[ISTRUZIONI]:
Rispondi alle domande seguenti sull'articolo dedicato alla piazza per Maradona a Rio de Janeiro.
1. Come si chiama il console argentino a Rio nominato nell'articolo?
2. Tra quali due punti si trova la piazza che sarà dedicata a Maradona?
3. Quale luogo è stato intitolato a Maradona ai Quartieri Spagnoli?

La “Cidade Maravilhosa” di Rio de Janeiro, in questi giorni, ha deciso di rendere esecutiva una legge, promulgata nell’assemblea comunale di giovedì scorso, per onorare il fuoriclasse argentino Diego Armando Maradona intitolandogli una piazza in cui si collocherà anche una sua statua bronzea. Nonostante sia stato rivale del Brasile sul campo di calcio, Maradona era un grande amante dei carioca e della città di Rio de Janeiro. L’iniziativa, bloccata nelle prime fasi dal sindaco Eduardo Paes, ha infine ottenuto il via libera dopo l’incontro tra il primo firmatario della proposta di legge, Felipe Michel, e il console argentino a Rio, Claudio Gutierrez.

La piazza che gli sarà dedicata è sita di fronte alla sede del consolato argentino, nei pressi della spiaggia del quartiere di Botafogo, tra la via Farani e il viadotto San Tiago Dantas. In passato, il Pibe ha mostrato, a più riprese, la sua grande ammirazione per molti dei grandi idoli del calcio brasiliano, come Rivelino. Tale gesto serve a dimostrare il grande legame tra Brasile e Argentina, un simbolo del forte sentimento di fraternità che c’è tra i due popoli. La statua dell’ex capitano del Napoli, una volta collocata, dovrebbe essere più alta di quella bronzea di cinque metri posizionata davanti allo stadio “Madre Ciudade” di Santiago dell’Estero, una città argentina la cui fondazione risulta risalente al 1553, diventata una delle principali attrazioni turistiche del luogo nel corso degli anni.

L’esempio brasiliano, nei confronti di un “degno rivale sportivo”, si spera che funga da esempio per la città di Napoli che, dopo avergli dedicato lo stadio San Paolo ribattezzandolo con il suo nome, possa trovare una zona della city da intitolargli integralmente, per ricordare uno dei suoi “illustri figli adottivi”, anche se in suo onore gli è stato intitolato Largo Maradona ai Quartieri Spagnoli.

[DATI FORNITI]:

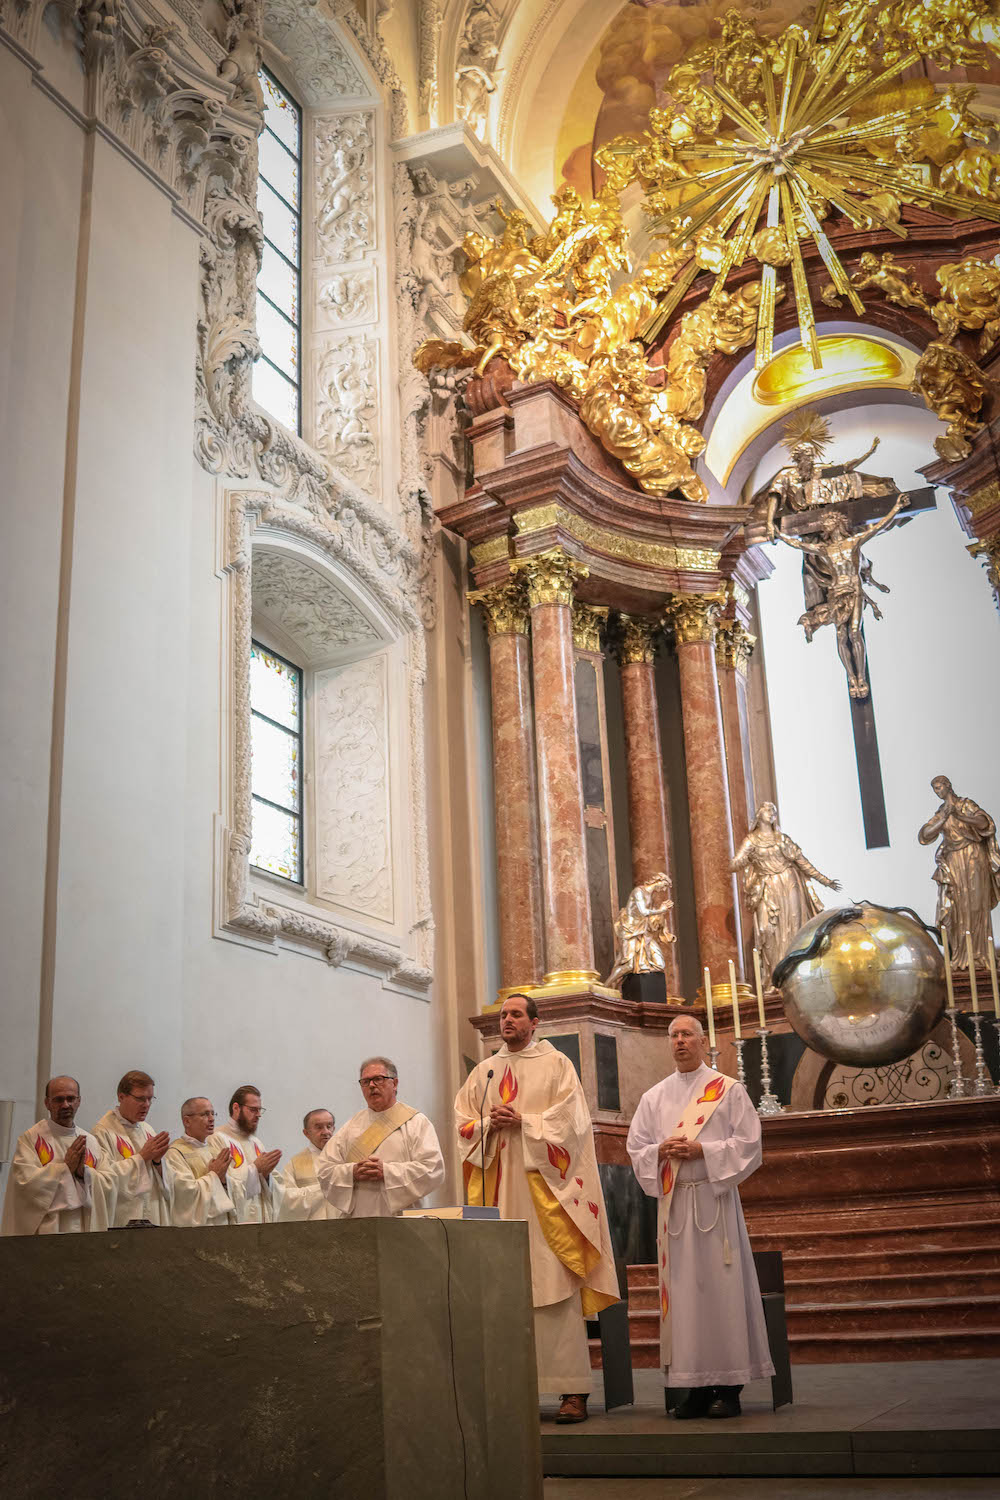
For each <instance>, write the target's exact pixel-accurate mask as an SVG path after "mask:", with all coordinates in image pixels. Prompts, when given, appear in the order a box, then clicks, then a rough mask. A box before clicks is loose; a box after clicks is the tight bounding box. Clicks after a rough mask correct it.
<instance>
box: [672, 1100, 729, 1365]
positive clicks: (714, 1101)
mask: <svg viewBox="0 0 1000 1500" xmlns="http://www.w3.org/2000/svg"><path fill="white" fill-rule="evenodd" d="M733 1082H735V1080H733V1079H727V1077H726V1074H724V1073H714V1074H712V1077H711V1079H709V1080H708V1083H706V1085H705V1089H703V1091H702V1094H699V1097H697V1098H693V1100H691V1103H690V1104H688V1106H687V1107H685V1110H684V1115H682V1116H681V1119H679V1121H678V1124H676V1125H675V1128H673V1130H672V1131H670V1134H672V1136H687V1139H688V1140H697V1137H699V1134H700V1133H702V1127H703V1125H706V1124H708V1121H709V1119H711V1118H712V1115H714V1113H715V1109H717V1107H718V1104H720V1103H721V1101H723V1100H724V1098H726V1095H727V1094H729V1089H730V1086H732V1083H733ZM657 1172H658V1173H660V1203H658V1212H657V1250H658V1251H660V1266H658V1272H660V1364H661V1365H669V1364H670V1235H669V1233H667V1226H669V1223H670V1203H672V1200H673V1187H675V1182H676V1173H675V1170H673V1161H672V1160H670V1157H664V1160H663V1161H661V1163H658V1164H657Z"/></svg>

[RISPOSTA]:
1. Claudio Gutierrez.
2. Tra la via Farani e il viadotto San Tiago Dantas.
3. Largo Maradona.